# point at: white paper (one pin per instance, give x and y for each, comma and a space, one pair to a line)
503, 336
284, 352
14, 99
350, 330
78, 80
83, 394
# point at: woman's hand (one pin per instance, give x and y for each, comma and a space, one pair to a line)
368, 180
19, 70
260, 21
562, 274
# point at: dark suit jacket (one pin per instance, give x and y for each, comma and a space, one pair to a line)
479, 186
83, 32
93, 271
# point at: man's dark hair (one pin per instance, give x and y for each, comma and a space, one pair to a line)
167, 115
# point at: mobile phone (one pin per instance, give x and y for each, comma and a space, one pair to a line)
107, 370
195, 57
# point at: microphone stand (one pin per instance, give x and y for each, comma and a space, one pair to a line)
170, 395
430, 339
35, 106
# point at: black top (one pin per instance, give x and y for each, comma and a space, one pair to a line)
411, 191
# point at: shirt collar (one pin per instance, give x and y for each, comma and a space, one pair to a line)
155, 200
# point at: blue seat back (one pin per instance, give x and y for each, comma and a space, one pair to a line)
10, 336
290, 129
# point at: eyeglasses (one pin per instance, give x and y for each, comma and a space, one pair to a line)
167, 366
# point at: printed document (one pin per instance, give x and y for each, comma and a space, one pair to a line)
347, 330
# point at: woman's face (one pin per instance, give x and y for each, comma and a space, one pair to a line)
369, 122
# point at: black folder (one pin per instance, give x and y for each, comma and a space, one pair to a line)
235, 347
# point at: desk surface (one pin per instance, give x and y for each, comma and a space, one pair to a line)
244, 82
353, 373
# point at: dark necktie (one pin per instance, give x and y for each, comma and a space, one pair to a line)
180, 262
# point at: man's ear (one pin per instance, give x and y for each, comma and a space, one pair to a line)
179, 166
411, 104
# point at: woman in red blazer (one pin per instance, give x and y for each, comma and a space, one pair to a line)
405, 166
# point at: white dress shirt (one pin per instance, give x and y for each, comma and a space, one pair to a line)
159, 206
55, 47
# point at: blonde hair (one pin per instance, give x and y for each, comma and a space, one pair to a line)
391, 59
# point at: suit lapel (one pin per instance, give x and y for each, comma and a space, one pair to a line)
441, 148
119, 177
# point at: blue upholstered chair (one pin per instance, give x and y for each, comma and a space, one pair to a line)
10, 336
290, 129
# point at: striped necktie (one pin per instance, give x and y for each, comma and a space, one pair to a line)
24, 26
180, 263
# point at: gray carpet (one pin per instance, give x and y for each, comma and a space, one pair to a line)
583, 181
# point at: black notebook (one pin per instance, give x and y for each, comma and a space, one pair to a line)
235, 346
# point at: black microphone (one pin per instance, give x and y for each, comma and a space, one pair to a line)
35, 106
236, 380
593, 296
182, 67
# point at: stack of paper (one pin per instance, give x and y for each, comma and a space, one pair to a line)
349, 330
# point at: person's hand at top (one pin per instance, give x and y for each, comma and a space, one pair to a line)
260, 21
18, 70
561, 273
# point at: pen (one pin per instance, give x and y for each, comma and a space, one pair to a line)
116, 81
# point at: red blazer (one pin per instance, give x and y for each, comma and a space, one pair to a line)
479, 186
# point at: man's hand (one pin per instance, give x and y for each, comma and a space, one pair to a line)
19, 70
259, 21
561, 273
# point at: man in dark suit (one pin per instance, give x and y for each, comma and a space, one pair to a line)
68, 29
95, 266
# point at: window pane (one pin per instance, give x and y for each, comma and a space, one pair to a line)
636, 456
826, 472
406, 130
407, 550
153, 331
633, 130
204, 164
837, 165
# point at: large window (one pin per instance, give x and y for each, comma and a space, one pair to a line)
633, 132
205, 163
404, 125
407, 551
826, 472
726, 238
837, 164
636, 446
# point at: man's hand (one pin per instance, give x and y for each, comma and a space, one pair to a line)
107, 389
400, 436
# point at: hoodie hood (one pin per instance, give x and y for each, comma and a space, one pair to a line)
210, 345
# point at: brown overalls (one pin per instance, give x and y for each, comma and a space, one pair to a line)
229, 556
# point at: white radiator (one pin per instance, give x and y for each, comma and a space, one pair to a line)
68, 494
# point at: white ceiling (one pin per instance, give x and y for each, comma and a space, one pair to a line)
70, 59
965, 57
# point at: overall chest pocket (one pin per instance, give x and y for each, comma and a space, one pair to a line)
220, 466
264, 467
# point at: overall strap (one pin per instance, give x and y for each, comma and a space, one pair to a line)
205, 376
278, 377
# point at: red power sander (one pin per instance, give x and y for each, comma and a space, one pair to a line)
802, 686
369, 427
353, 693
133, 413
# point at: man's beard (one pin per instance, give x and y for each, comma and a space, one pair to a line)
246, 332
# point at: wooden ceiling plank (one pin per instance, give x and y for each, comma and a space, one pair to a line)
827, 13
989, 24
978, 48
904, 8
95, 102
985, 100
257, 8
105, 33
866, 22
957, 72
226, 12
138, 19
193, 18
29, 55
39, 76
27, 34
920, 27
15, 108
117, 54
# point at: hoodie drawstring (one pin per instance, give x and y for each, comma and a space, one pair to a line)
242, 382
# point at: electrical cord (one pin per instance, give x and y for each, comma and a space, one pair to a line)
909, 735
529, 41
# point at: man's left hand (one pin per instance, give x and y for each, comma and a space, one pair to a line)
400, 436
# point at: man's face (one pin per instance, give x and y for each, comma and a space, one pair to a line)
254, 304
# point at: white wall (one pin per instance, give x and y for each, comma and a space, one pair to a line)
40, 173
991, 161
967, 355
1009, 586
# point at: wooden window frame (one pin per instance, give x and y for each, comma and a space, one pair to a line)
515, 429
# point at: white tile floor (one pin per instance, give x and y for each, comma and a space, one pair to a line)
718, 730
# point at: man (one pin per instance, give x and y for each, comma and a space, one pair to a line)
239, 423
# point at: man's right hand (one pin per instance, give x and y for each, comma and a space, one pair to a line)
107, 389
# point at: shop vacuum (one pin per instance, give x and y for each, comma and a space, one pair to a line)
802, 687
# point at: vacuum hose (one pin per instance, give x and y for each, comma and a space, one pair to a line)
============================================================
• ACTIVITY:
The material above must be returned word for word, complete.

• RESULT OF THE EXERCISE:
# point at: white paper (one pin per instance, give x and y for each, comma and a space, one pair to a line)
503, 336
284, 352
14, 99
350, 330
78, 80
83, 394
# point at: woman's hand (one pin per instance, give x and y for each, comma and a space, one pair to a line)
368, 180
19, 70
260, 21
562, 274
# point at: dark suit jacket (one pin per instance, give x and y for each, comma and a space, one pair to a line)
479, 186
83, 32
93, 271
# point at: man's dark hair (one pin per instance, give x and y for each, comma and a space, one pair to a line)
167, 115
# point at: mobile phone (one pin per instance, give x and y for each, comma and a space, one pair to a line)
107, 370
195, 57
# point at: microphone stand (one pin per instance, give x and y for each, comma and a space, one pair to a line)
170, 395
430, 339
35, 106
# point at: black top (one pin per instance, give x and y for each, comma and a space, one pair to a line)
411, 191
# point at: shirt collar (one pin per instance, give x and y for each, comma and a space, one pair to a line)
155, 200
# point at: blue seat back (one pin per instance, give x and y for each, comma and a space, one pair to a line)
10, 336
290, 129
# point at: eyeglasses (one pin per instance, give x and y for each, comma and a space, one pair to a line)
167, 366
# point at: printed document (one pin per instance, give x and y for each, comma and a space, one pair to a line)
347, 330
# point at: woman's face (one pin per instance, give x and y for each, comma and a space, one pair to a line)
369, 122
# point at: black folder (one pin per instance, give x and y for each, comma and a space, one pair to a line)
235, 347
# point at: desk surface (one pin per instance, give x and y for each, comma and a space, one pair to a line)
244, 82
353, 373
# point at: dark necktie (one pin per instance, give x and y for each, comma and a space, one pair to a line)
180, 262
# point at: man's ear (one pin per instance, give x and y for each, comma and a space, one pair to a line)
179, 166
411, 104
# point at: woman in red blazer (one pin per instance, give x and y for each, comma and a space, one pair to a line)
405, 166
# point at: white dress shirt (one pin per instance, give x and y for each, comma and a space, one pair to a line)
159, 206
55, 47
# point at: blonde hair (one pin per instance, give x and y for each, comma and a space, one pair to a line)
391, 59
# point at: suit lapel (one pin per instance, give x and y for each, comma and a space, one pair to a line)
441, 148
119, 177
# point at: blue upholstered chair (one pin per instance, give x and y for each, comma and a space, one pair to a line)
10, 336
290, 129
# point at: striped necktie (one pin per instance, give x and y for each, comma and a space, one pair to a line)
24, 26
180, 263
# point at: gray carpet (one pin per instance, give x and y for each, comma and a space, one pair to a line)
583, 181
# point at: black notebook (one pin per instance, give x and y for each, comma and a space, one pair to a line)
235, 346
# point at: black microphone (one pin per instance, give x and y for each, comma and a space, one pair to a line)
35, 106
236, 380
593, 296
182, 67
# point at: stack of paper (one pin per instance, give x and y for each, comma and a space, one pair to a line)
349, 330
# point at: person's hand at top (one pin per instance, give x and y for each, comma and a space, one pair to a line)
260, 21
18, 70
561, 273
# point at: pen (one pin per instance, give x and y for each, comma and a space, one pair to a line)
116, 81
# point at: red blazer (one pin per instance, give x and y for each, comma and a space, one pair to a line)
479, 186
# point at: man's hand (one pin per instance, give x and y for each, comma and a space, one pair to a line)
19, 70
259, 21
561, 273
# point at: man in dark suit (one pin per instance, give x and y for each, comma and a space, one pair to a line)
68, 29
95, 266
# point at: window pane (one pin per instance, give x and y for each, comma and a space, one pair to a line)
636, 456
826, 472
406, 130
407, 550
153, 331
633, 130
204, 164
837, 165
# point at: large window (one pin per instance, give x and y for each, comma and a space, one pair to a line)
633, 132
205, 163
404, 125
407, 551
826, 472
726, 238
837, 164
636, 446
# point at: man's hand (one pin per instance, give x and y for each, comma and a space, one pair to a line)
107, 389
400, 436
# point at: hoodie hood (one pin per instance, give x and y for each, comma and a space, one pair to a line)
210, 345
# point at: brown overalls (one pin per instance, give x and y for each, comma and a space, one pair to a line)
229, 556
# point at: white radiator (one pin per instance, give x and y for each, comma and a space, one pair to a line)
68, 494
# point at: white ceiling (one pin per instance, give x and y for each, comma and a space, one pair to a line)
70, 59
965, 57
# point at: overall chest pocket (one pin per instance, give x and y for each, comma and a space, one pair to a line)
220, 466
264, 467
# point at: overall strap (one pin per instance, give x and y for each, comma and a space, one pair to a line)
205, 376
278, 377
# point at: red power sander (one pin per instance, give x and y for each, comma and a space, one pair to a line)
802, 686
369, 427
353, 693
133, 413
# point at: man's beard (one pin per instance, give x and y for each, comma and a space, one pair to a line)
246, 332
# point at: wooden ceiling plank (one pin per instance, give x and y for each, comma and a space, one pair to a line)
827, 13
989, 24
978, 48
904, 8
95, 102
985, 100
257, 8
105, 33
866, 22
957, 72
226, 12
138, 19
193, 18
29, 55
39, 76
27, 34
920, 27
15, 108
117, 54
# point at: hoodie drawstring (one pin per instance, give x and y for each, comma and a space, one pair to a line)
242, 382
# point at: electrical cord (one pin per instance, give x and y for each, comma and a space, one pair to a line)
909, 735
529, 41
# point at: man's left hand (one pin per instance, give x and y for each, comma and a space, one pair to a line)
400, 436
# point at: man's face (one pin per instance, give x and y for each, comma and a space, one pair to a line)
254, 304
# point at: white wall (one pin per instance, give x and y for each, comma and a space, one pair to a line)
40, 173
991, 161
967, 355
1009, 586
# point at: wooden window frame (one pin per instance, give x and y for each, comma and a space, one pair to a line)
515, 429
# point at: white tile floor (one pin per instance, give x and y for each, comma and a space, one pair to a line)
718, 730
# point at: man (one pin per instance, give x and y for each, comma and a space, one pair to a line)
239, 423
# point at: man's right hand (one pin per instance, give x and y for each, comma and a space, one pair to a line)
107, 389
# point at: shop vacuum (one pin per instance, give x and y for each, comma and a space, one pair to a line)
802, 687
# point at: vacuum hose (one pin per instance, give x and y for each, comma and a space, one pair to a line)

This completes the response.